## start Supplied data

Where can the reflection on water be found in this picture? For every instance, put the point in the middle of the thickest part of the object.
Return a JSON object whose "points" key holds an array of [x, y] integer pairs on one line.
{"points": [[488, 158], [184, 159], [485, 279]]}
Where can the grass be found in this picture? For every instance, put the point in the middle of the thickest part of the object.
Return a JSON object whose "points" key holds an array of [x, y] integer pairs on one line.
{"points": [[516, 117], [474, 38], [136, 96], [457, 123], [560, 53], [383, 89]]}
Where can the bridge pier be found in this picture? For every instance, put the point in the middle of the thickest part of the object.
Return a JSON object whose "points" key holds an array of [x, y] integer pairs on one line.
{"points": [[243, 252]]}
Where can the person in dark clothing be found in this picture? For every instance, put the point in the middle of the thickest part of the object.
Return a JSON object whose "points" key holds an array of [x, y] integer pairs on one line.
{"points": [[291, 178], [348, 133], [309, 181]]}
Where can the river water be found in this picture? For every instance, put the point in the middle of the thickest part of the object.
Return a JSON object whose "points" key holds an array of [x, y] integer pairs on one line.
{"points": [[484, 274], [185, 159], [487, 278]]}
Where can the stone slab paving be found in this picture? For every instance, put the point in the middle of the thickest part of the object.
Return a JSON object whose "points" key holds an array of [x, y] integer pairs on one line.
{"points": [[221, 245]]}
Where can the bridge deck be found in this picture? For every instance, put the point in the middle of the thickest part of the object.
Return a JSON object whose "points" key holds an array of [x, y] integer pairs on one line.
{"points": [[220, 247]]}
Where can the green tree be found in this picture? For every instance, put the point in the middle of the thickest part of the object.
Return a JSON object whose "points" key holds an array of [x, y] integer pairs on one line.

## end Supplied data

**Short exercise:** Rewrite the data from the line containing "Where can the stone" through the end, including that first line, keeping every line in full but increasing each x and y point coordinate in the answers by 112.

**Reply to the task:**
Where can the stone slab paving be found in this picture? For every instance, put the point in the middle of the thickest part of the object.
Return a JSON object whose "points" key holds an array of [x, y] integer pairs on one line.
{"points": [[333, 357]]}
Where can the bridge deck be found in this picture? For every instance, put the point in the middle of the thickest part of the object.
Return a JSON object whose "points" key holds an array of [x, y] integer pairs on one line.
{"points": [[332, 359]]}
Where can the green tree be found in this picture? For every instance, put the point in the middle of the thickest part of the object.
Return a JSON object whose "points" key holds an array of [x, y] integer pairs on one line.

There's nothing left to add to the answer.